## Start
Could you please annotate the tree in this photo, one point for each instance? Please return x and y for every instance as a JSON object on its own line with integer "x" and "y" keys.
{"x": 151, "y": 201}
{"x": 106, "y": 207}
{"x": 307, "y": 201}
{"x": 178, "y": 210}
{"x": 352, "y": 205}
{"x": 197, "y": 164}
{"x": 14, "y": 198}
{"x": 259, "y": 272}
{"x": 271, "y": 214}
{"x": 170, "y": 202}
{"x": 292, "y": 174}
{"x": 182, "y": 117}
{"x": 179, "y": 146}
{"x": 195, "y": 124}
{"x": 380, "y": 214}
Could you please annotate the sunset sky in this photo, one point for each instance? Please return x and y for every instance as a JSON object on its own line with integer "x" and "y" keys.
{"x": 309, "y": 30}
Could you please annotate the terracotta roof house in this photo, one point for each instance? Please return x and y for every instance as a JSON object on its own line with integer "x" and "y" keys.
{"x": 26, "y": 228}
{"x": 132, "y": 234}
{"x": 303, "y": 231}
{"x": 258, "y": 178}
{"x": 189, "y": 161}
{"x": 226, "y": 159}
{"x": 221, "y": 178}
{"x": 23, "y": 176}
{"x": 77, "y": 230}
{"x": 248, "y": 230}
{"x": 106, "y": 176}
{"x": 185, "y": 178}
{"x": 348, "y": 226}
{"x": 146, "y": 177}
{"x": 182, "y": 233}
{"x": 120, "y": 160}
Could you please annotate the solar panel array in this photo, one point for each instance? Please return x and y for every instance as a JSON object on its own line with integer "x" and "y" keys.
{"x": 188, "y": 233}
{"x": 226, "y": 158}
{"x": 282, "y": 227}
## End
Copy out all of the entries above, replacing "one point for each instance" with "one point per instance" wherever it occurs and leaving everything else unchanged.

__RESPONSE TO THIS EXERCISE__
Could you please annotate the tree in this photo, one point per instance? Please return x and y for every instance as a JSON object on its own line with integer "x" and "y" keys.
{"x": 151, "y": 201}
{"x": 106, "y": 207}
{"x": 307, "y": 201}
{"x": 178, "y": 210}
{"x": 352, "y": 205}
{"x": 197, "y": 164}
{"x": 14, "y": 198}
{"x": 259, "y": 272}
{"x": 271, "y": 214}
{"x": 170, "y": 202}
{"x": 292, "y": 174}
{"x": 182, "y": 117}
{"x": 179, "y": 146}
{"x": 195, "y": 124}
{"x": 380, "y": 214}
Could you please annotate the sunset sky in this photo, one point per instance? Please return x and y for every instance as a JSON object on its own line with integer "x" and "y" keys.
{"x": 309, "y": 30}
Could you please annotate the terracotta roof house in this photo, one point per instance? Please return x and y for every instance as a JSON object on its own line with integer "x" and "y" keys.
{"x": 26, "y": 228}
{"x": 132, "y": 234}
{"x": 303, "y": 231}
{"x": 258, "y": 178}
{"x": 189, "y": 161}
{"x": 226, "y": 159}
{"x": 221, "y": 178}
{"x": 23, "y": 176}
{"x": 77, "y": 230}
{"x": 248, "y": 230}
{"x": 106, "y": 176}
{"x": 185, "y": 178}
{"x": 348, "y": 226}
{"x": 146, "y": 177}
{"x": 182, "y": 233}
{"x": 120, "y": 160}
Could you please annotate the solar panel array in this photo, one point per instance? Please return x and y for every instance as a JSON object on its own line with integer "x" and "y" keys.
{"x": 188, "y": 233}
{"x": 226, "y": 158}
{"x": 282, "y": 227}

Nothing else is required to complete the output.